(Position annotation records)
------
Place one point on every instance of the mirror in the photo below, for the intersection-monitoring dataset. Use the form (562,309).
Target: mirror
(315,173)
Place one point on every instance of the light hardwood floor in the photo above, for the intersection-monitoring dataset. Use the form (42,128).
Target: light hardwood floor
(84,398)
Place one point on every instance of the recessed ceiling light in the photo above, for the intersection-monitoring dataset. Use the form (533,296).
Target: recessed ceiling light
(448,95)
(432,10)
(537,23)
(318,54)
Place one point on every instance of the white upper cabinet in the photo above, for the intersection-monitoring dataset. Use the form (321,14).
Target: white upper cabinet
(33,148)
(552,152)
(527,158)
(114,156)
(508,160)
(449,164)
------
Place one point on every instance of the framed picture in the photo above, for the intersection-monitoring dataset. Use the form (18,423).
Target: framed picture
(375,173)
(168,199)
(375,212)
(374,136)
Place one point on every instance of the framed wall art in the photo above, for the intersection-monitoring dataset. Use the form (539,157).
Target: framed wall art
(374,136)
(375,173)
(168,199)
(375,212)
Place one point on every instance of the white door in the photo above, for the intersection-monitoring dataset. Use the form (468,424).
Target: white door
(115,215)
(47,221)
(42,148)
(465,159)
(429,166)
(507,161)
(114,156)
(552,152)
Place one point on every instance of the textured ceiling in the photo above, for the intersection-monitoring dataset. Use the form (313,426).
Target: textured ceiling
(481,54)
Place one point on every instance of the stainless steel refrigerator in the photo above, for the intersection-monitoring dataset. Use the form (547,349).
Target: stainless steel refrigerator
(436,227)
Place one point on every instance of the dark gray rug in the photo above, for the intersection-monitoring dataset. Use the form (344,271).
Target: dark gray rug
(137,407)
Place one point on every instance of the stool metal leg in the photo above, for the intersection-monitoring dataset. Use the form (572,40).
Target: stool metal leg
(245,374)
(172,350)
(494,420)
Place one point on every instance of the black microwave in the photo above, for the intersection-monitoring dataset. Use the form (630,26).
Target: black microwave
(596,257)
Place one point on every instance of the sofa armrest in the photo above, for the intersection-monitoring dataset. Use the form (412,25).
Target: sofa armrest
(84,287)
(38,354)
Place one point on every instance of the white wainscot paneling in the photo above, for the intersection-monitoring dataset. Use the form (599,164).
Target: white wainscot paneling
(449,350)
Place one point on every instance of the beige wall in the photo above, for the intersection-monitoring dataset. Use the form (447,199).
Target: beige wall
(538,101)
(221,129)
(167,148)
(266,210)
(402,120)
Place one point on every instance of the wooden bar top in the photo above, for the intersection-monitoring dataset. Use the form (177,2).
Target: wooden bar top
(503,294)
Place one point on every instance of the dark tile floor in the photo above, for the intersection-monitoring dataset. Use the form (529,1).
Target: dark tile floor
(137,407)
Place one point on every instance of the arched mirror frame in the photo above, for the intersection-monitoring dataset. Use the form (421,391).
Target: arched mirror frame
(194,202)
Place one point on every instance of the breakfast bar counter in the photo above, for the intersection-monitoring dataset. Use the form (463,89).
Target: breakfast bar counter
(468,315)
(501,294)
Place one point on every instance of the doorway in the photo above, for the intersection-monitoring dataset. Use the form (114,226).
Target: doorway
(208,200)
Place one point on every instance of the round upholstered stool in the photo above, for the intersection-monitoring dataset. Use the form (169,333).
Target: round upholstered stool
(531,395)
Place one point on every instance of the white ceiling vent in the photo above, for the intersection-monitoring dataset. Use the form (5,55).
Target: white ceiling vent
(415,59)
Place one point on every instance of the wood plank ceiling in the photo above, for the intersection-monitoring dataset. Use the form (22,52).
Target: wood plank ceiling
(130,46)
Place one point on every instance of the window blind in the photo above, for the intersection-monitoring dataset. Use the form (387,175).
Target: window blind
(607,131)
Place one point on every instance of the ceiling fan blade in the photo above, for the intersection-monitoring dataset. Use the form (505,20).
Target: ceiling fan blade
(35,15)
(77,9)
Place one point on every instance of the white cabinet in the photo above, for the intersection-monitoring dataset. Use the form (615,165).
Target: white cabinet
------
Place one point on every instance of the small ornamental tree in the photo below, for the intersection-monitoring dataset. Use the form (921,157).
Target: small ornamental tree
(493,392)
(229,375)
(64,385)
------
**Description of the task**
Reproduce word for word the rows from the line containing "Place one point on every instance of the breakfast" through the line containing "Target: white cabinet", including both of those lines.

**Exercise solution**
Place one point on every instance of the breakfast bar counter in the photo above, for the intersection-monitoring dataset. Use the form (463,89).
Target: breakfast bar counter
(468,315)
(501,294)
Place one point on every instance of the doorway in the photo above, for the intersection-monitoring dataset. Use the form (114,226).
Target: doorway
(208,200)
Place one point on every instance of the round upholstered stool in the photo above, for the intersection-monitoring dataset. Use the form (169,333).
Target: round upholstered stool
(531,395)
Place one point on every instance of the white ceiling vent in the photo above, for the intersection-monitoring dataset. Use the form (5,55).
Target: white ceiling vent
(415,59)
Place one point on every instance of the wood plank ceiling in the photo above, for the intersection-monitoring dataset. Use the form (22,52).
Target: wood plank ceiling
(130,46)
Place one point on every instance of the window blind in the photo above, for the intersection-monitoring dataset. Use the form (387,175).
Target: window blind
(607,131)
Place one point on every instance of the ceiling fan blade in the photo above, for the intersection-monitoring dataset. Use the form (505,20).
Target: ceiling fan blade
(35,15)
(77,9)
Place one point on every instance of the white cabinet in the photo above, for the intersection-monitoring dataset. Use the form (615,165).
Target: white cabinet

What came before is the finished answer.